─── MATERIAL PROVIDED ───

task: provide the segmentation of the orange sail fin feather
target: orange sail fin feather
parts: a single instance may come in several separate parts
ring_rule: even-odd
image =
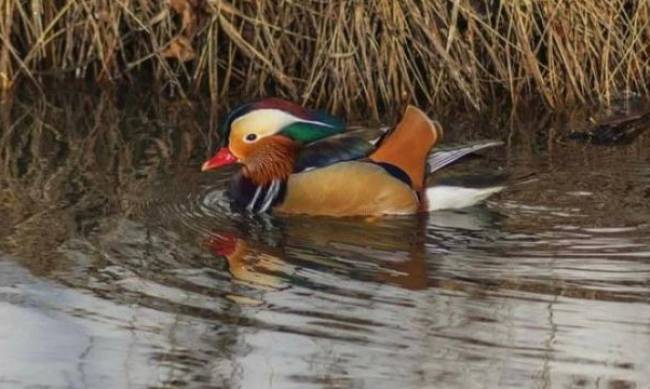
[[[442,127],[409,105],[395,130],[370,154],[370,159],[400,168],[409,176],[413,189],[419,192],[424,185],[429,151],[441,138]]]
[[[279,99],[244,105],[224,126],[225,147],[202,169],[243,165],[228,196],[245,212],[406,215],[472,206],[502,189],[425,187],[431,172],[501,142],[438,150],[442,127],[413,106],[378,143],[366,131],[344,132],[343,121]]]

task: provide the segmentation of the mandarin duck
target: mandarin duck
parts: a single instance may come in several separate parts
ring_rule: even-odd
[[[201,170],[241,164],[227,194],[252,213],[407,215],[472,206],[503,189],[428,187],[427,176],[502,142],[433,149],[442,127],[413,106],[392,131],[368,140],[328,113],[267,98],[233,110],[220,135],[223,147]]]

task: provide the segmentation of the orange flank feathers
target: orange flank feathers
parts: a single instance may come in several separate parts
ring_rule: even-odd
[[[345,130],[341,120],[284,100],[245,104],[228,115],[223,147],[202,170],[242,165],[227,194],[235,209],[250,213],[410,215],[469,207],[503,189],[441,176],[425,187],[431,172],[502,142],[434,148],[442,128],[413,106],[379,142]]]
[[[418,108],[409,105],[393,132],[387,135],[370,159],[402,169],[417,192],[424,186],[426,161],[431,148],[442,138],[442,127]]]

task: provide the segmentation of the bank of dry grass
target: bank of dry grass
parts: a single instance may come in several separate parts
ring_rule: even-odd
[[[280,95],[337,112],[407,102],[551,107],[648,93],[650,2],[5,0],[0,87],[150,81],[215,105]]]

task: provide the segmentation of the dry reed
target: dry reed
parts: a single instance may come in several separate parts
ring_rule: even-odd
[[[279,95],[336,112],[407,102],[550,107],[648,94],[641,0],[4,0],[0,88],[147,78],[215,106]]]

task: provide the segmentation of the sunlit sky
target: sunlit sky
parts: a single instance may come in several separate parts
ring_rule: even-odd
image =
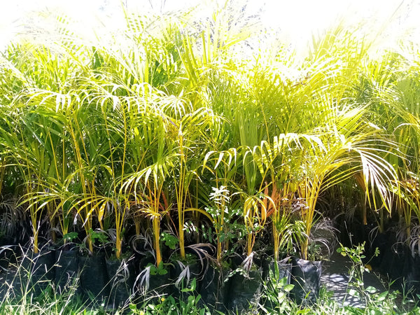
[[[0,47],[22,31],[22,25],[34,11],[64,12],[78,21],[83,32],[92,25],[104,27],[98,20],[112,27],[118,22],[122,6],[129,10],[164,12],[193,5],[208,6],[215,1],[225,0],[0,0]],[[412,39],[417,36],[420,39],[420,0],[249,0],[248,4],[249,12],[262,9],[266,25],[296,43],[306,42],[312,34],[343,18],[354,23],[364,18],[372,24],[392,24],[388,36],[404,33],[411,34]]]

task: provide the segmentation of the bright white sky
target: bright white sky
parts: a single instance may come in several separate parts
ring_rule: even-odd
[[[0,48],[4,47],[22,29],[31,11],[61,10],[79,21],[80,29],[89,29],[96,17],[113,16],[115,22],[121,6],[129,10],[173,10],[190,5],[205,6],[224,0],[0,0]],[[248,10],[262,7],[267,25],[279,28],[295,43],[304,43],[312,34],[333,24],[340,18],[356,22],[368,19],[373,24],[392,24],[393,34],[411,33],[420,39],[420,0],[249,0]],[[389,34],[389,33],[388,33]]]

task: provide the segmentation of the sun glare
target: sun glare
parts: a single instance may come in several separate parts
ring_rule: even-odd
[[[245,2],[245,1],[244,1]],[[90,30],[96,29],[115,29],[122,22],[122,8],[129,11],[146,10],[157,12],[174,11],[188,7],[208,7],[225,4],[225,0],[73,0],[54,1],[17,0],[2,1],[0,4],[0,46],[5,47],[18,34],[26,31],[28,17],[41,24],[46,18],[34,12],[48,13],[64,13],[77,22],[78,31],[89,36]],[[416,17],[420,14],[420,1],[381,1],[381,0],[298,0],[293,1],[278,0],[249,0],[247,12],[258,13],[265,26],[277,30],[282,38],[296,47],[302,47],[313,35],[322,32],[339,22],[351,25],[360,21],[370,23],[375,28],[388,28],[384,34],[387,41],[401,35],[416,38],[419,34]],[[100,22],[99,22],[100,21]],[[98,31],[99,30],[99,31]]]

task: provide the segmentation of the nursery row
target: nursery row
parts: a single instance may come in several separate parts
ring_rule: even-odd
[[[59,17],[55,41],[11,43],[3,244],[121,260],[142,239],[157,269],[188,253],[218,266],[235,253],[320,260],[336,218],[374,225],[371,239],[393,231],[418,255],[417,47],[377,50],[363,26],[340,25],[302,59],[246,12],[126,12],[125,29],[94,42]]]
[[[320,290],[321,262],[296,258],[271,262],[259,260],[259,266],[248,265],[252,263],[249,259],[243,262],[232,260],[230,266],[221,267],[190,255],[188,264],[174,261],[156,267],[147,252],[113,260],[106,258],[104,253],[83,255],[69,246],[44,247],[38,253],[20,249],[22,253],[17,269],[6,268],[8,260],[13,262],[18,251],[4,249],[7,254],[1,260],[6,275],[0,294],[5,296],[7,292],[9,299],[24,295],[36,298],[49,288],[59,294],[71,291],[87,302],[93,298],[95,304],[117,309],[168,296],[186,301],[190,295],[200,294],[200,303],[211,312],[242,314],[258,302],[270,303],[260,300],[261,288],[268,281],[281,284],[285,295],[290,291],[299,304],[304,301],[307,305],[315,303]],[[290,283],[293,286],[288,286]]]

───
─── MATERIAL PROVIDED ───

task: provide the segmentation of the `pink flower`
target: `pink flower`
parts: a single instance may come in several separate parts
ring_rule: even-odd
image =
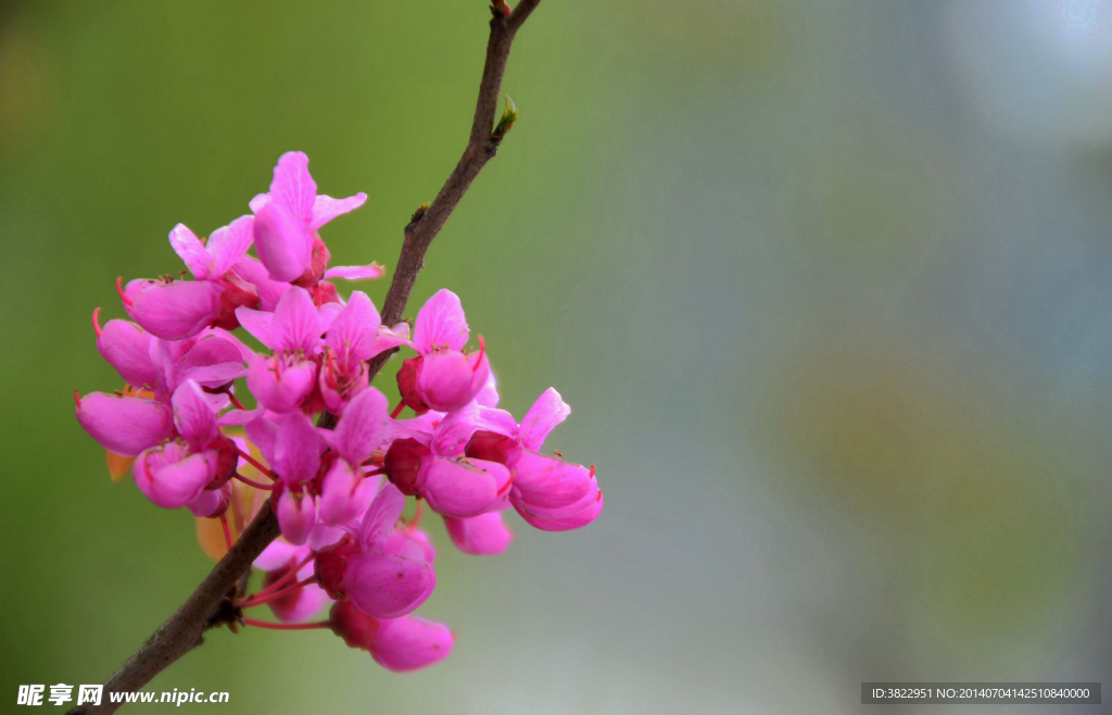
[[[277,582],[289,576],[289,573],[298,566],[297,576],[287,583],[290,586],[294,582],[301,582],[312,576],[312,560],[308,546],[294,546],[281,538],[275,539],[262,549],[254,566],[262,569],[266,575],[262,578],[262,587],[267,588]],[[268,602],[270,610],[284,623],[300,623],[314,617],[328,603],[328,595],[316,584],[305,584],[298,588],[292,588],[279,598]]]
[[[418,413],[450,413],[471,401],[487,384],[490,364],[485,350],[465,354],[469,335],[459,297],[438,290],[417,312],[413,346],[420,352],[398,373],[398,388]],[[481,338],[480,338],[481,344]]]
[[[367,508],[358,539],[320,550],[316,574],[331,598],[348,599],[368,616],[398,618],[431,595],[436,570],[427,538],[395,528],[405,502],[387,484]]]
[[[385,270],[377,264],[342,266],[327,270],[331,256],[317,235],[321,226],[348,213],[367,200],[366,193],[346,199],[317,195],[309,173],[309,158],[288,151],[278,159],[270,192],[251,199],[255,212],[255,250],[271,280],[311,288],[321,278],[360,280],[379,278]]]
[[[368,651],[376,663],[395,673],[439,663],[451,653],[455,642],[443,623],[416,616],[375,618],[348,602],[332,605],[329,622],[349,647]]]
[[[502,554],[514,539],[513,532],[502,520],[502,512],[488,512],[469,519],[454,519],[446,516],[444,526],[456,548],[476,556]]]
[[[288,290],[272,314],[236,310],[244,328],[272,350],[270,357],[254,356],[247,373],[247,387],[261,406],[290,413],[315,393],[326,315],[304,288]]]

───

--- WHAT THE TASK ASKS ---
State how many lines in the items above contain the string "flank". Reply with the number alone.

--- SOLUTION TO THIS EXERCISE ---
2